> [Provided text]
▼

I was stationed at Special Boat Unit (SBU) 24 at NAB Little Creek from 1983 till 1985.  Our command was a Naval Reserve Facility (NRF).  We had about 60 active duty personnel but we swelled to about 240 one weekend a month with Reservists.  I was there as an active duty sailor.  My first CO was LCDR (SEAL) Tom Truxell.  I was trained as a 9533 NEC Electronics Technician on both Seafox and MK III Patrol Boats (PB). 

During the fall of 1983, we sent a DET of Seafox and MK III PBs out on the USS Fort Snelling (LSD-30).  Our CO then was LCDR Ross Brooks.  SBU-20 (our sister boat unit) also sent a DET.  The ship picked up US Marines in Morehead City and not long afterwards, they were diverted to Grenada for a short vacation (ha ha), and then onto Beirut. My DET was the replacement crews for those first guys, and we were prepped and ready to go. 

Here’s my recollection of our deployment to Beirut in January 1984.  We flew out of NAS Norfolk in an old C-118 USN Reserve prop plane.  The crew chief wouldn’t let the pilots take off until he saw a small stream of oil blowing out of the engines.  He said it showed that we had oil pressure.  Next stop was Bermuda.  After we left there, we flew at 10,000 feet (non-pressurized) all the way to the Azores.  We could see the faces of the crewmembers when we would fly over a commercial ship.  We landed late in the Azores and they opened the chow hall to feed us.  When we took off later that night, we flew into the tail end of a water spout that threw sailors all around the plane, and up into the overhead.  We thought it was cool, like riding a roller coaster.  That is until we landed later and the crew chief told us how close we were to ditching the plane.  He said the pilot was a Vietnam Vet, and plenty smart.  He kept the plane from stalling and saved us from going down in the ocean that night.

▲

> [Given information]

▼

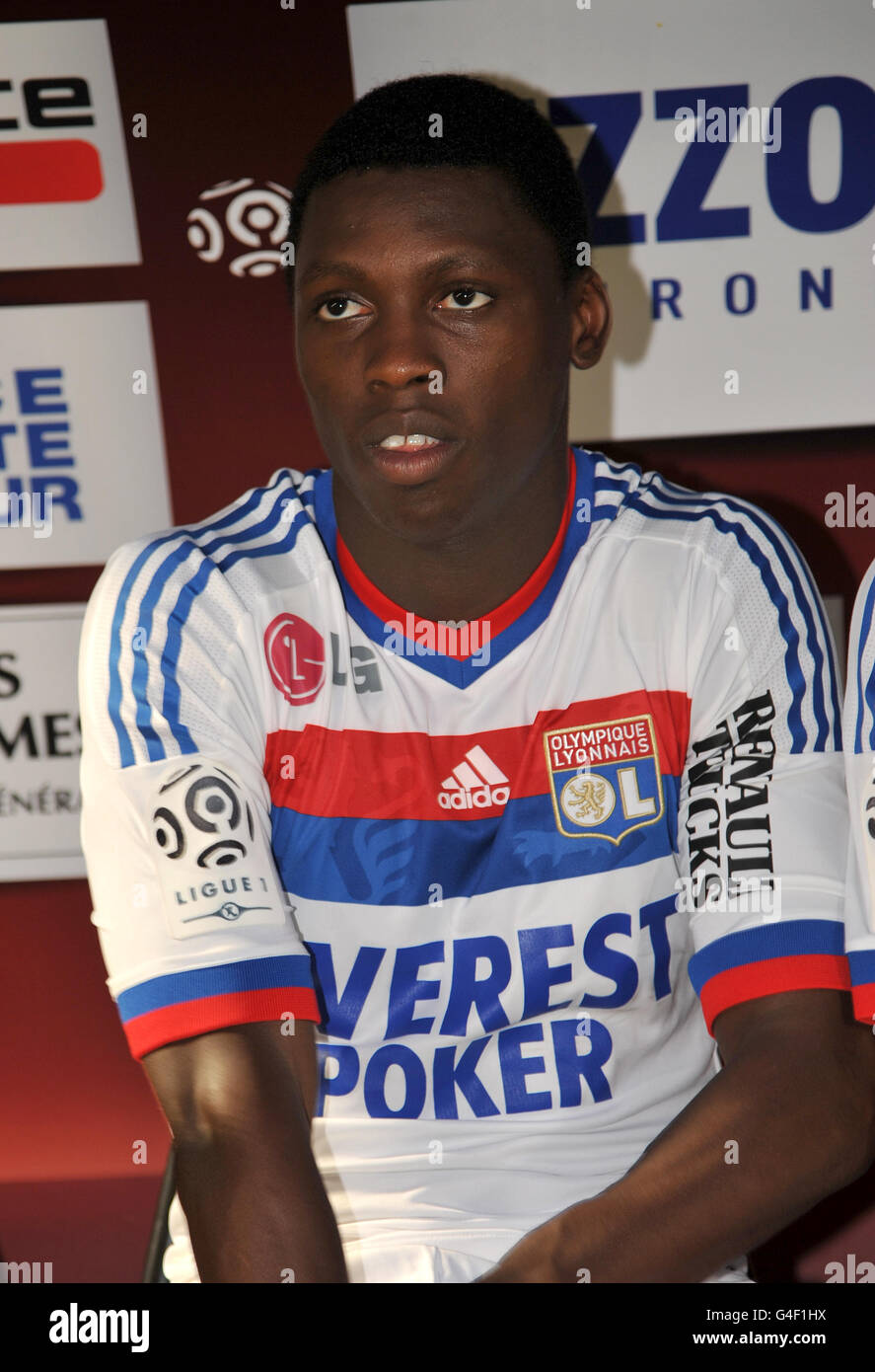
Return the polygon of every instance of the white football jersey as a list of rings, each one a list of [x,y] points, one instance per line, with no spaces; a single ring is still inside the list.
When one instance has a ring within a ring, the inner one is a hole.
[[[854,1014],[875,1029],[875,563],[850,620],[842,731],[852,833],[848,960]]]
[[[702,1089],[723,1010],[849,988],[832,659],[774,520],[584,449],[543,563],[470,623],[368,580],[331,471],[125,546],[80,689],[132,1052],[318,1019],[354,1279],[405,1246],[391,1280],[486,1270]]]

▲

> [Problems to work on]
a) Please change "DET" to "detachment" in the Special Boat Unit account from "I was stationed" to "ready to go.", and give that stretch with the change made.
b) In the Special Boat Unit account, what aircraft flew the crew out of NAS Norfolk?

> [Expected outputs]
a)
I was stationed at Special Boat Unit (SBU) 24 at NAB Little Creek from 1983 till 1985.  Our command was a Naval Reserve Facility (NRF).  We had about 60 active duty personnel but we swelled to about 240 one weekend a month with Reservists.  I was there as an active duty sailor.  My first CO was LCDR (SEAL) Tom Truxell.  I was trained as a 9533 NEC Electronics Technician on both Seafox and MK III Patrol Boats (PB). 

During the fall of 1983, we sent a detachment of Seafox and MK III PBs out on the USS Fort Snelling (LSD-30).  Our CO then was LCDR Ross Brooks.  SBU-20 (our sister boat unit) also sent a detachment.  The ship picked up US Marines in Morehead City and not long afterwards, they were diverted to Grenada for a short vacation (ha ha), and then onto Beirut. My detachment was the replacement crews for those first guys, and we were prepped and ready to go.

b) An old C-118 USN Reserve prop plane.